- PROBLEM STATEMENT: Please copy every record below word for word, leaving out the pictures.

-------- LISTED RECORDS

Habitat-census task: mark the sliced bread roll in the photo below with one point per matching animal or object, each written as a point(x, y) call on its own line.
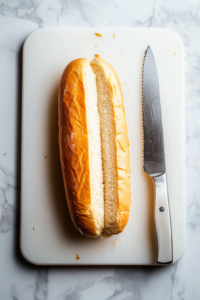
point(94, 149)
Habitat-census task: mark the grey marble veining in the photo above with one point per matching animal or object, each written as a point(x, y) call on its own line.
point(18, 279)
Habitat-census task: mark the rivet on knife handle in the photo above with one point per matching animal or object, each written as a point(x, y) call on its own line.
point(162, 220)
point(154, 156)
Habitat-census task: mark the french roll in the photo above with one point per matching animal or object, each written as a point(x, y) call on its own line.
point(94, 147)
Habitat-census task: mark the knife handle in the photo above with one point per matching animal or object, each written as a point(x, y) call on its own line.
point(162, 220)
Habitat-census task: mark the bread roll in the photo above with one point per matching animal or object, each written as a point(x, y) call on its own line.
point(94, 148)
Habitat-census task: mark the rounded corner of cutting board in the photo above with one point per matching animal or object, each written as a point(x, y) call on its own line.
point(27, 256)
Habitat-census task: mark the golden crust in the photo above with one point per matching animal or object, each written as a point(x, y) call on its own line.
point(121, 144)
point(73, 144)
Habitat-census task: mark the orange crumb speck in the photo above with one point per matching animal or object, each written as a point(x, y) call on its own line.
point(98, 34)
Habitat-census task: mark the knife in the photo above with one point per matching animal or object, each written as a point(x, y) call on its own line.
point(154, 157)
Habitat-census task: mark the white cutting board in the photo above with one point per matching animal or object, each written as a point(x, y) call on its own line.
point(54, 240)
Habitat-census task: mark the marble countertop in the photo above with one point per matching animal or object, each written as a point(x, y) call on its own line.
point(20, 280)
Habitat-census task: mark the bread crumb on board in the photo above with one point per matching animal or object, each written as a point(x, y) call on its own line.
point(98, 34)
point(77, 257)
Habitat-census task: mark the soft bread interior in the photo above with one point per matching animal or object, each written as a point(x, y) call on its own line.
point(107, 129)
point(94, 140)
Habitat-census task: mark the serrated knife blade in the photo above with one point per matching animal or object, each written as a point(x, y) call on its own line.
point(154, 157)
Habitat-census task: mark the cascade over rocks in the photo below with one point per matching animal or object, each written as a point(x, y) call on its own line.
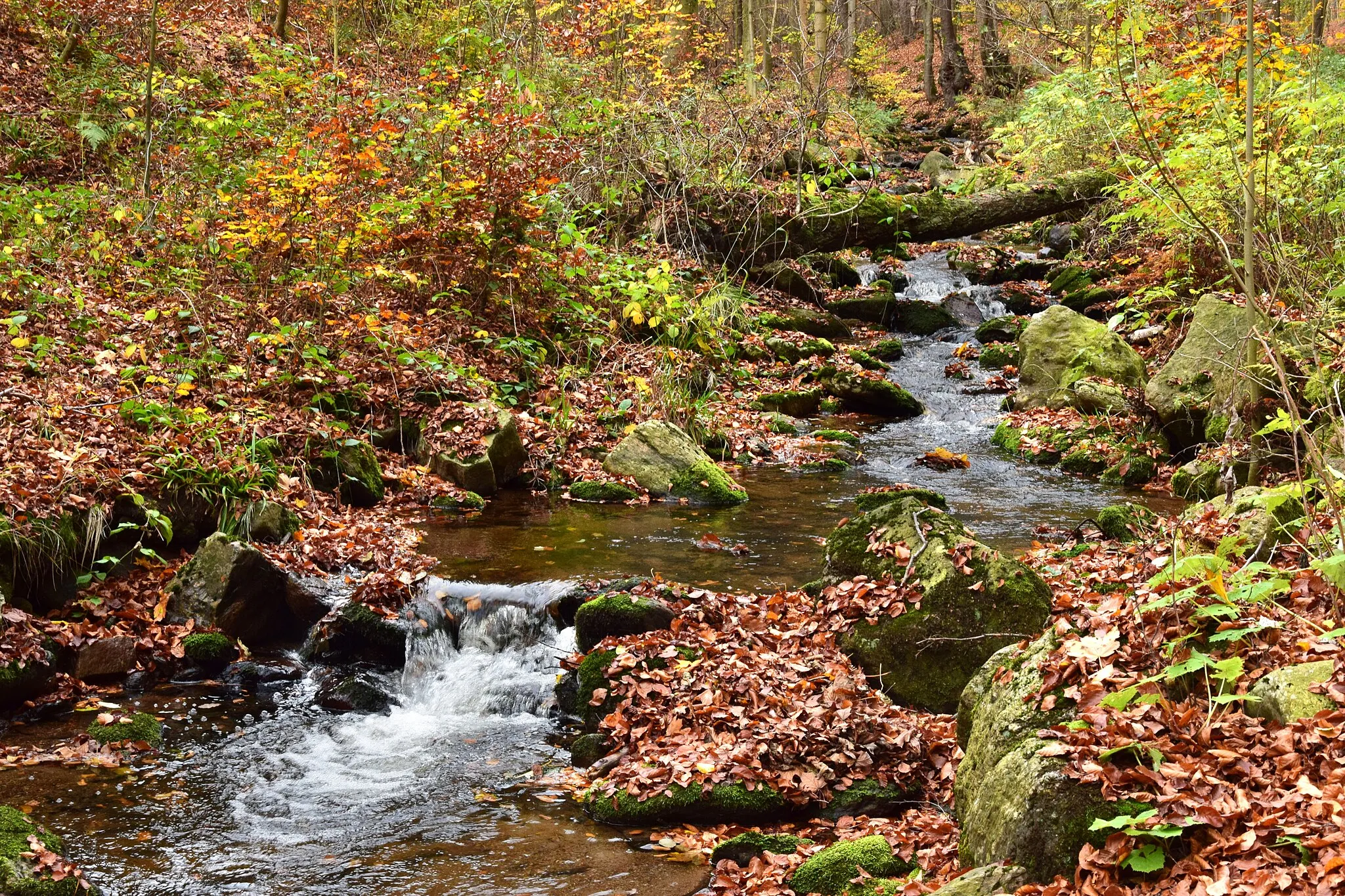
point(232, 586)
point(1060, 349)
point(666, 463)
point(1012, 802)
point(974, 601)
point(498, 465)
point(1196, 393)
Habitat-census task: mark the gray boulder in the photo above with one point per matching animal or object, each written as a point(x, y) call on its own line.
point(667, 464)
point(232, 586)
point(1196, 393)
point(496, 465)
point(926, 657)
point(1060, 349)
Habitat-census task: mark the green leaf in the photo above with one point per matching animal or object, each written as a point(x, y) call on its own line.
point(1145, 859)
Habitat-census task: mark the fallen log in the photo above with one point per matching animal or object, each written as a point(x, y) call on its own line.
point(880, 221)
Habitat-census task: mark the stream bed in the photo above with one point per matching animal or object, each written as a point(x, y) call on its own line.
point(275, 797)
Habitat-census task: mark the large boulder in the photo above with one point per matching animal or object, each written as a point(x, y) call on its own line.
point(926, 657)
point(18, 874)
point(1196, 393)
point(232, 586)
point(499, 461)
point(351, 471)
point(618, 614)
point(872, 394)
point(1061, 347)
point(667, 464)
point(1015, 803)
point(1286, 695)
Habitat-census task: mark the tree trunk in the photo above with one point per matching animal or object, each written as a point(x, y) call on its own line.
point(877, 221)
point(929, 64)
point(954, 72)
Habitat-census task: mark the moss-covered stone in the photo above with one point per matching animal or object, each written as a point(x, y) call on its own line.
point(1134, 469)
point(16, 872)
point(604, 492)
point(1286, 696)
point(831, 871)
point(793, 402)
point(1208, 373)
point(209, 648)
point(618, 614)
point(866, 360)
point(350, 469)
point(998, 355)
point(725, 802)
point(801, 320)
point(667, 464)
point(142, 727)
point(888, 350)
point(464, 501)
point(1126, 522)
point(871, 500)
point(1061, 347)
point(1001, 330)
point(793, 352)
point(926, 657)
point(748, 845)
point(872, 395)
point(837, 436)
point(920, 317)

----------------

- WRITTEN ANSWER:
Habitat-census task: mark the sliced bread roll in the photo below with one point per matching animal or object, each written as a point(x, y) call on its own line.
point(94, 149)
Habitat-census task: mark the grey marble veining in the photo above with one point per matching animal or object, each written as a point(x, y) call on its own line.
point(18, 279)
Habitat-census task: mark the rivet on knife handle in the photo above with one point per matching animal or object, each written as a point(x, y) call on its own line.
point(162, 220)
point(154, 156)
Habitat-census task: mark the french roll in the photo above with one point per matching animal or object, each written as a point(x, y) call on its own line.
point(94, 147)
Habitat-census task: mark the knife handle in the photo above with one point per matching animal or object, each written as a point(x, y) call on its own line.
point(162, 220)
Habitat-census task: mark the bread roll in the photo above with one point per matching animal or object, each written as a point(x, y) call on its own line.
point(94, 148)
Habitat-census task: mark the rounded corner of cutting board in the photo above with one point per matching animal or object, each written as a point(x, y) call on its own line.
point(27, 256)
Habitat-census task: mark the golden crust in the photo above with one point per matching animal or object, each written as a point(x, y) call on its own line.
point(121, 144)
point(73, 144)
Habitat-census task: mark the orange crumb speck in the photo above with one point per matching animal or object, each written as a point(x, y) call on its own line.
point(98, 34)
Habitat-census task: mark the knife in the photo above with one point per matching animal or object, each written as a point(x, y) call on its own line.
point(154, 157)
Habitat-census task: mark the white cutting board in the photo above with one point per matching animal or object, each written as a point(x, y) call on its own line.
point(54, 240)
Habitat-census task: mark the marble countertop in the photo above with one point per matching animal or object, each written as a point(x, y) call on its own line.
point(20, 280)
Habitat-census task: mark the bread crumb on board in the photo above with one point per matching animal or object, each written as a point(x, y) call on its own line.
point(98, 34)
point(77, 257)
Habitat-census task: mark the soft bread interior in the photo above with one point per matching animal or object, each written as a point(x, y) call on its own line.
point(107, 129)
point(94, 140)
Habitat-census task: mark the serrated knife blade in the photo above with one point per matching animal or object, each written as a point(x, y) call on its own line.
point(154, 157)
Habitat-census task: mark the cascade over rocks in the photo below with one point per matching animal or object, each written as a point(x, y) call on its own line.
point(232, 586)
point(1060, 349)
point(666, 463)
point(1012, 802)
point(974, 601)
point(498, 465)
point(1196, 393)
Habitat-census task: mark the gray boulder in the photo above with one point per matching animal or object, each written as a point(x, y) call on its own line.
point(667, 464)
point(232, 586)
point(1196, 393)
point(496, 465)
point(926, 657)
point(1060, 349)
Habitat-census task: mark the green leaf in the photo above with one point per matching animal or object, each written as a point(x, y) call on its own line.
point(1145, 859)
Habitat-census task: mark the fallen log in the photo above with one point per matching animal or object, each written as a point(x, y) call on its own line.
point(880, 221)
Habitat-census task: mark the stream bed in the photo above with one point per matching animal or object, each written as a point(x, y) call on its own line.
point(275, 797)
Habitat-census task: mark the large boulder in the photo above with one point per matching animal or object, each written as a point(x, y) call on its own line.
point(926, 657)
point(18, 874)
point(1196, 393)
point(232, 586)
point(499, 461)
point(351, 471)
point(618, 614)
point(872, 394)
point(1061, 347)
point(667, 464)
point(1015, 803)
point(1286, 695)
Habitat-census task: mark the tree trunk in the photo above with one point per matching animal or object, each written as a point(x, y) call on its own line.
point(877, 221)
point(929, 64)
point(954, 72)
Habitat-census task: mark the moss-covered stone in the photo above with one point per matching animal or object, each written as a point(x, y) call on its own line.
point(1134, 469)
point(16, 872)
point(604, 492)
point(1286, 696)
point(831, 871)
point(793, 402)
point(1208, 373)
point(209, 648)
point(618, 614)
point(866, 360)
point(350, 469)
point(998, 355)
point(725, 802)
point(801, 320)
point(667, 464)
point(142, 727)
point(888, 350)
point(464, 501)
point(1126, 522)
point(871, 500)
point(1061, 347)
point(1001, 330)
point(793, 352)
point(926, 657)
point(748, 845)
point(872, 395)
point(837, 436)
point(920, 317)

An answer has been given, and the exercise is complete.